• **Excerpted data**
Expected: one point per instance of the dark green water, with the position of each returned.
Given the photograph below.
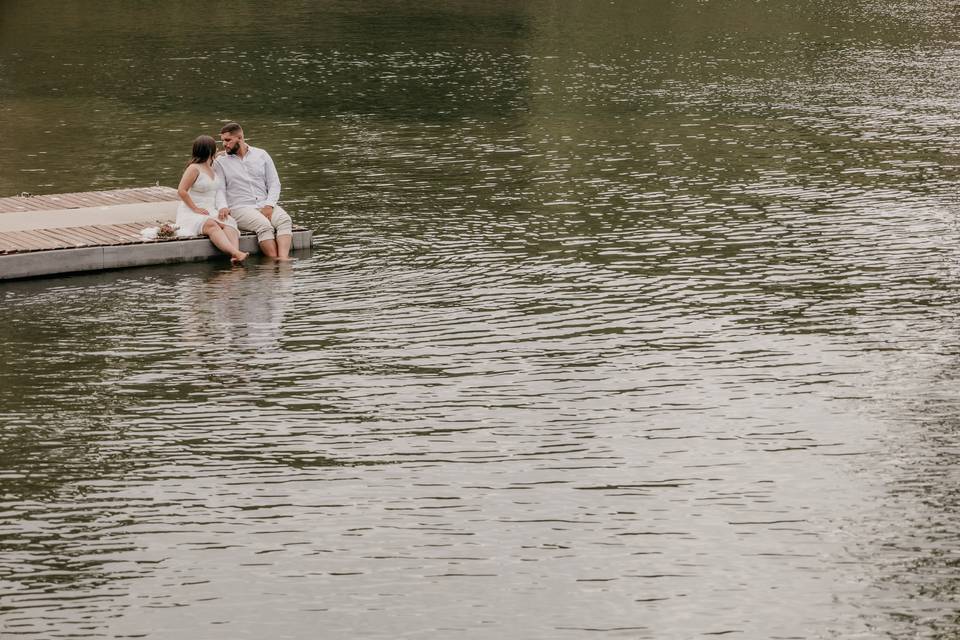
(624, 319)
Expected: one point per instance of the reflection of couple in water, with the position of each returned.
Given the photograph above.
(237, 190)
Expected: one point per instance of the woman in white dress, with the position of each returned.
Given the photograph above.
(197, 213)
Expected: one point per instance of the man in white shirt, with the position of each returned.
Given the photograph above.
(249, 190)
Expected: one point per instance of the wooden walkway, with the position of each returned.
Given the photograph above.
(79, 232)
(86, 199)
(60, 236)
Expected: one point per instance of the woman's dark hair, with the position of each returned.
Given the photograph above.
(204, 148)
(231, 127)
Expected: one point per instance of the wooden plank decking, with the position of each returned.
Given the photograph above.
(86, 199)
(70, 232)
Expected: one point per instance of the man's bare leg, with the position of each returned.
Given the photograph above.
(284, 243)
(269, 248)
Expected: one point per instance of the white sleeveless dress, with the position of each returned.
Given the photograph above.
(204, 195)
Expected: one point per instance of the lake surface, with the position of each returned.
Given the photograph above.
(632, 319)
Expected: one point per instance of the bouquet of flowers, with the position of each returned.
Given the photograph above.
(164, 232)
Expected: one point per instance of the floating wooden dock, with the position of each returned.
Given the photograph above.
(72, 232)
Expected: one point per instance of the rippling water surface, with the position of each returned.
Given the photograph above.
(632, 319)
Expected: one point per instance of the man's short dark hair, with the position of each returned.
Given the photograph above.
(231, 127)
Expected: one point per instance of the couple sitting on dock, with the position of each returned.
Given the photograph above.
(237, 190)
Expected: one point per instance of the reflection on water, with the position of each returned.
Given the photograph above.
(633, 320)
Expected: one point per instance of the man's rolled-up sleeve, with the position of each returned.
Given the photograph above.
(273, 183)
(220, 201)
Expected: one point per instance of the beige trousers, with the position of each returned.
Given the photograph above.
(250, 219)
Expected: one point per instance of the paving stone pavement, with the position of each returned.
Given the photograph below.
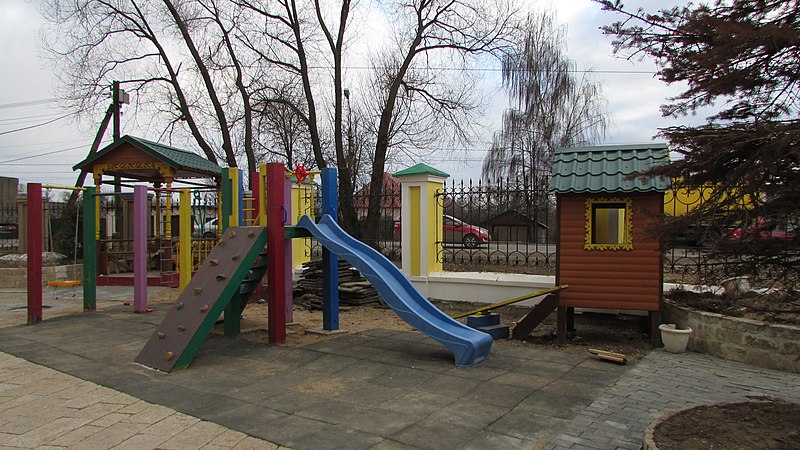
(380, 389)
(43, 408)
(664, 382)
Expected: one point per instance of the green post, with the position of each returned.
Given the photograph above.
(227, 200)
(89, 251)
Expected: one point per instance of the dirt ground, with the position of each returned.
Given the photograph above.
(738, 426)
(615, 333)
(773, 307)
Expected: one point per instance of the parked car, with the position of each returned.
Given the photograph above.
(457, 232)
(766, 230)
(8, 231)
(207, 230)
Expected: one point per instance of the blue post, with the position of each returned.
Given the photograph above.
(330, 262)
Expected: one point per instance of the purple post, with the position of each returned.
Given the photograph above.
(287, 256)
(140, 249)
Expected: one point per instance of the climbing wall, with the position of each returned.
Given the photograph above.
(190, 320)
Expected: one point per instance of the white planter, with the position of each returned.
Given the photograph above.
(675, 340)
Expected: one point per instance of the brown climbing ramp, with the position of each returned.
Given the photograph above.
(209, 292)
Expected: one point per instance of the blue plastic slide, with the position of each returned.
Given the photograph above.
(469, 346)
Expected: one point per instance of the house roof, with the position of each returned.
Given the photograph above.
(608, 169)
(184, 162)
(422, 169)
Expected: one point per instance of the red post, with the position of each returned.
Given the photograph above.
(278, 213)
(258, 191)
(34, 236)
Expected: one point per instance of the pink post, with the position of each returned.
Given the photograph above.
(34, 241)
(276, 240)
(140, 249)
(287, 249)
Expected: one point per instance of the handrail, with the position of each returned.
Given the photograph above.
(484, 309)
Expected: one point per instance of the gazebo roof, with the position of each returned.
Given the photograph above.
(606, 169)
(137, 158)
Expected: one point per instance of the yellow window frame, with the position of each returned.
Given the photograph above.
(627, 226)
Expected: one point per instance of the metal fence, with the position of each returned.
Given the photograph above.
(506, 226)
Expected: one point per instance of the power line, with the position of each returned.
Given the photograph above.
(38, 116)
(34, 126)
(47, 143)
(41, 154)
(27, 103)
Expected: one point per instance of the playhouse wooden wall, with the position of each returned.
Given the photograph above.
(609, 279)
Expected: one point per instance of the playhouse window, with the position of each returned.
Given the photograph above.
(608, 224)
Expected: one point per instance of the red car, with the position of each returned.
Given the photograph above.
(458, 232)
(766, 230)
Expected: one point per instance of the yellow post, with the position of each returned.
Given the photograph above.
(421, 219)
(185, 244)
(97, 206)
(302, 204)
(168, 212)
(233, 174)
(262, 196)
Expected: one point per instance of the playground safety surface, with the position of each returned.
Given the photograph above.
(387, 388)
(383, 389)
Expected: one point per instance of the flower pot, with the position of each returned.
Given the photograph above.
(735, 287)
(675, 340)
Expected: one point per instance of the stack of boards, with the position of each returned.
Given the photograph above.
(354, 289)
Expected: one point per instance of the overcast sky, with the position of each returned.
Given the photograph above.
(46, 153)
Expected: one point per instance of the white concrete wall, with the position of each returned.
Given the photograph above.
(482, 287)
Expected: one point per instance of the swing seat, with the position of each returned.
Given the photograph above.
(67, 283)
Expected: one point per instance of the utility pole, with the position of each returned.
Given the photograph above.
(118, 97)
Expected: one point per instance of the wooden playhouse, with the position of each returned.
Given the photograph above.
(604, 252)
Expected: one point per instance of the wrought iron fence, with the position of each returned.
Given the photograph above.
(506, 225)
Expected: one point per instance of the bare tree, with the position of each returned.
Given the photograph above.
(97, 41)
(554, 108)
(449, 32)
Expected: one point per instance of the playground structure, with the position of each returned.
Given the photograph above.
(238, 261)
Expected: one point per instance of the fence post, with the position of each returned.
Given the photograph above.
(89, 249)
(421, 219)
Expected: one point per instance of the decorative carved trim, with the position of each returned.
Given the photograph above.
(628, 244)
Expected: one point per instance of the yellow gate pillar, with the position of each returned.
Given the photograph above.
(421, 219)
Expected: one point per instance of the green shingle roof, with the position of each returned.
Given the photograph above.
(605, 169)
(175, 157)
(420, 169)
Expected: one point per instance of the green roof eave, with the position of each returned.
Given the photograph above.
(421, 169)
(176, 158)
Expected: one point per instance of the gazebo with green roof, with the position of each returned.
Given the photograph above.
(135, 159)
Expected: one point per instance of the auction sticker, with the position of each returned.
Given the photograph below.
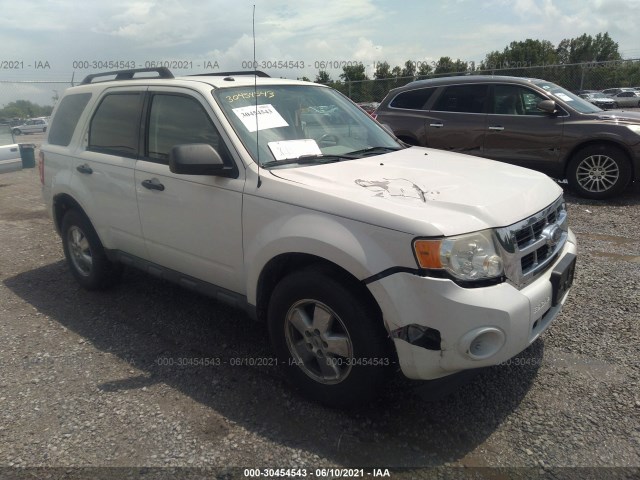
(267, 117)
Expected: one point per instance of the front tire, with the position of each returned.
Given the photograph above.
(330, 341)
(599, 172)
(85, 254)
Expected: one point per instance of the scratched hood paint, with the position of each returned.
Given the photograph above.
(420, 191)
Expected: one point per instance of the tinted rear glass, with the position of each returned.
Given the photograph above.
(462, 98)
(67, 116)
(413, 99)
(115, 125)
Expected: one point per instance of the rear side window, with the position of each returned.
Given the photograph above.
(115, 125)
(412, 99)
(516, 100)
(463, 99)
(67, 116)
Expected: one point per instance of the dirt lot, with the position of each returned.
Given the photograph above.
(119, 378)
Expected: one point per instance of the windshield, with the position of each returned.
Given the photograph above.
(570, 99)
(301, 124)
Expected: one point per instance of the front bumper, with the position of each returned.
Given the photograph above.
(478, 327)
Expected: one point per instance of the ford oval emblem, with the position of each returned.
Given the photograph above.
(553, 234)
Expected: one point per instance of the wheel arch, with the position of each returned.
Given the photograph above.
(592, 143)
(62, 203)
(282, 265)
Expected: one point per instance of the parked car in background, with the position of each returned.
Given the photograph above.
(10, 159)
(34, 125)
(599, 99)
(529, 122)
(628, 98)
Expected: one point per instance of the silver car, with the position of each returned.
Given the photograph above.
(626, 99)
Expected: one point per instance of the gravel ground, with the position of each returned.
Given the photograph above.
(120, 378)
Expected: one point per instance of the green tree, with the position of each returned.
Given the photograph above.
(521, 54)
(353, 73)
(409, 69)
(383, 70)
(586, 48)
(448, 65)
(425, 70)
(25, 109)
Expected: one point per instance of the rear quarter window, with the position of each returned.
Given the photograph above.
(412, 99)
(115, 125)
(66, 118)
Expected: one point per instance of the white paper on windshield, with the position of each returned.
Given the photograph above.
(564, 96)
(268, 117)
(294, 148)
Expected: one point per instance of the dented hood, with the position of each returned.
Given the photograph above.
(419, 191)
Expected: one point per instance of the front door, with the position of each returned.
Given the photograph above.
(192, 224)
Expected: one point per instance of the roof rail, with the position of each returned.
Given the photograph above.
(257, 73)
(162, 72)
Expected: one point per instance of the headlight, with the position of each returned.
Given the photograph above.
(634, 128)
(466, 257)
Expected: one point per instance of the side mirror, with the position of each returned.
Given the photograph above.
(548, 106)
(199, 159)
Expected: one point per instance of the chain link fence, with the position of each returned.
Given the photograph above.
(574, 77)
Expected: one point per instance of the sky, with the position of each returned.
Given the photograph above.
(61, 40)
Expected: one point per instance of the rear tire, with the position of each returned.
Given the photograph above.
(330, 342)
(599, 171)
(85, 254)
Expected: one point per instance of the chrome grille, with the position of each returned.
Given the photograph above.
(528, 247)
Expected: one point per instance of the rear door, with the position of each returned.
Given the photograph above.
(456, 120)
(103, 169)
(521, 134)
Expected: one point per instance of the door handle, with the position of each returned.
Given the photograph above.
(86, 169)
(153, 184)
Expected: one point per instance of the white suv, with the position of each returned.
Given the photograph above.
(285, 198)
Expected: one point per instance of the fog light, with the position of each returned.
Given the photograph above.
(482, 343)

• **What to do**
Go through the entries above and copy out every line that includes the word "green".

• **Solution for this problem**
Expected: one point per instance of the dark green water, with the position of each returned.
Expected: one point per instance of the green post, with the position of each returned.
Expected: one point per instance of the green shingle roof, with the position of each returned.
Expected: one point per instance of the green roof eave, with the position of each returned.
Expected: one point per instance of the gazebo with green roof, with the position of each returned.
Expected: one point per instance of the green tree, with the position of each returned.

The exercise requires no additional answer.